◆ ACTION ITEM
Continue the news report on Virginia's expanded "Move over" law, picking up right after its last sentence.

◆ QUOTED PASSAGE
<<<<
RICHMOND, Va. (WRIC) — We’re used to switching lanes when we see law enforcement or emergency vehicles on the side of the highway, but a new law expands that rule. Starting July 1st, if at all possible, drivers must move over, or slow down, on the highway for any car parked on the side of the road, regardless of its markings.
Whether you’ve run out of gas, are having a medical crisis, or are experiencing car trouble, pulling over on the side of a highway can be scary — and dangerous.
Janet Brooking has spent years working with groups like “Drive Smart Virginia” to encourage people to be safer drivers.
“Sometimes [drivers] don’t want to do things that may inconvenience them,” Brooking said. “But generally they want to be safe.”
She’s hopeful a recent law will help people do just that. It’s an expansion of Virginia’s current “Move over” law which, originally, only mandated drivers switch lanes or slow down on the highway if they see an emergency or law enforcement vehicle parked on the side of the road.
“Clearly we want to keep our emergency response folks safe on the roadways,” Brooking said. “But we want to keep all drivers safe.”
The new law strives to protect the everyday driver who comes across a roadside emergency and has to pull over. Now, regardless of a car’s status or markings, drivers are legally obligated to move aside and be cautious whenever those hazard lights are flashing on the highway’s shoulder.
>>>>
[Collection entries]
<<<<
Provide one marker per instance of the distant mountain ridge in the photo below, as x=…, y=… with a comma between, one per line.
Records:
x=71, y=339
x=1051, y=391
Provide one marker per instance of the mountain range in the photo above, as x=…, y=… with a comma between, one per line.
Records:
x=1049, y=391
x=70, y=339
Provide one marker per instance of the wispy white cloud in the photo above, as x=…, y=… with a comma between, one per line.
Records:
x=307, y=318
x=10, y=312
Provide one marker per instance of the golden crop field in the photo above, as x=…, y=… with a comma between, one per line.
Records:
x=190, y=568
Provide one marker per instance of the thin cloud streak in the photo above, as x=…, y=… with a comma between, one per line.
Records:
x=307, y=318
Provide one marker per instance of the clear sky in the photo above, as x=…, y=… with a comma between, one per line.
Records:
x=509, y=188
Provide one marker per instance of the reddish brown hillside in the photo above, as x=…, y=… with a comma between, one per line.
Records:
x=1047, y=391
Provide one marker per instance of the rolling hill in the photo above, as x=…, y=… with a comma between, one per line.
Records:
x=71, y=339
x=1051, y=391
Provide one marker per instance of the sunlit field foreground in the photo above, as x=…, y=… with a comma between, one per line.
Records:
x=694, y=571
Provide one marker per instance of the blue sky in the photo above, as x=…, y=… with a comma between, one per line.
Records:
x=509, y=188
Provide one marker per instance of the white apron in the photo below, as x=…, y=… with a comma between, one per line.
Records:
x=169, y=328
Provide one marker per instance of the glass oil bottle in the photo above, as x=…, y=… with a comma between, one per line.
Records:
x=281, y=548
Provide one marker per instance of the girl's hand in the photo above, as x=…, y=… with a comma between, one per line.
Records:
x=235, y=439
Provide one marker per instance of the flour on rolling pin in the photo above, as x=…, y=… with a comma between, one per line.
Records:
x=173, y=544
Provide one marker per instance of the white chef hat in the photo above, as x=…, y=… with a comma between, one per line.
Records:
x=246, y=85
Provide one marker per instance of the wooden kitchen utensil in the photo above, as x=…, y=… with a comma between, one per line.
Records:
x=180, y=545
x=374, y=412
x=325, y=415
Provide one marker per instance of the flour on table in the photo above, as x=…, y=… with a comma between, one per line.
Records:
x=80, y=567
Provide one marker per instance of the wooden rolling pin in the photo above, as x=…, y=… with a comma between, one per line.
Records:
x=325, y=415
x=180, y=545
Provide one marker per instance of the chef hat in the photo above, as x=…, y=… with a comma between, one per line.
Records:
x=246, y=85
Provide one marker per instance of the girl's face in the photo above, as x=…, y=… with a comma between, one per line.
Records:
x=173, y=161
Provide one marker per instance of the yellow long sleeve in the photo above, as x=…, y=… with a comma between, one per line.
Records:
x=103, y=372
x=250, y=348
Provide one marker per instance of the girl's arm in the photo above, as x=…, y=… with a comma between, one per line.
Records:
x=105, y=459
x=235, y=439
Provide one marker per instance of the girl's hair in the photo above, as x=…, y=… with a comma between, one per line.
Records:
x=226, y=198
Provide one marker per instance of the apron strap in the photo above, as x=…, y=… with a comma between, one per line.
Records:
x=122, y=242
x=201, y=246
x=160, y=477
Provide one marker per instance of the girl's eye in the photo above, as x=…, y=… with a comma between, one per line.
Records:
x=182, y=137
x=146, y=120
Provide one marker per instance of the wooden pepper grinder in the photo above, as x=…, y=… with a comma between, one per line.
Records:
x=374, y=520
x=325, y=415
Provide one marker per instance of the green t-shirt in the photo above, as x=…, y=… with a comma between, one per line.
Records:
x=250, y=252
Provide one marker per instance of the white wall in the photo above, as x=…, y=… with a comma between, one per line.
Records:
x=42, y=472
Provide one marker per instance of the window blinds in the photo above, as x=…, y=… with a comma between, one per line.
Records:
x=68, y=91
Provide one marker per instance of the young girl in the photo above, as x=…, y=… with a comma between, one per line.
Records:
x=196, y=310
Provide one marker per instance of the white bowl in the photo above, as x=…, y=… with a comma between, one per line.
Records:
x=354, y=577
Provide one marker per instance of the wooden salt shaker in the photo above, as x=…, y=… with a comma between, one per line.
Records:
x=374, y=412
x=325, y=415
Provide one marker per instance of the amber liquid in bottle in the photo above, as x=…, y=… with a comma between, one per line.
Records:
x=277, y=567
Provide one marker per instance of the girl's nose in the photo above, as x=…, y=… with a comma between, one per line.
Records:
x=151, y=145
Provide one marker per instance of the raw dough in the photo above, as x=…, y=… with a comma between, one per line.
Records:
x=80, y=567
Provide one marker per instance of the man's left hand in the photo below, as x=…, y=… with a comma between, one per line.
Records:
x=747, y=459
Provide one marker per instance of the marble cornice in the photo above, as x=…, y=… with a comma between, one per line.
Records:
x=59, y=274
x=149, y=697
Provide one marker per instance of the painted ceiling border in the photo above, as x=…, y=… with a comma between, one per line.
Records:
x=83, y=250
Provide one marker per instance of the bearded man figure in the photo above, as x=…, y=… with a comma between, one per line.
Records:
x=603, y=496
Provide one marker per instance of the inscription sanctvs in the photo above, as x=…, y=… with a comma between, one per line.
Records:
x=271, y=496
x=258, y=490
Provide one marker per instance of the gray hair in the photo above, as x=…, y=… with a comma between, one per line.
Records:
>>>>
◆ TASK ANSWER
“If it’s safe to do so,” Brooking said.
As cars race by, it can feel like you see parked cars along the highway every few minutes. Any one of them is vulnerable. In July 2022, near Ashland, 49-year-old Angela Hurley was killed along I-95 when another driver ran into the shoulder and hit Hurley as she waited inside her broken-down car for mechanical help.
“You hear story after story,” Brooking remarked. “And once you learn a little bit more, you realize that a lot of these crashes are preventable and that’s what makes it so sad.”
It’s all about safety. According to the insurance institute for highway safety, 300 people are killed every year after stopping on the side of the road and that number only continues to grow. It’s already up 25% since 2014.
“It’s so easy to just move over one lane and give them the space that they need to do what they’re doing,” Brooking said.
Failure to follow the move-over law counts as reckless driving and can warrant punishments like fines, license suspension, or even jail. Under the recent amendment, you’re also committing a traffic violation and are subject to those fines as well. This updated legislation goes into effect July 1, 2023.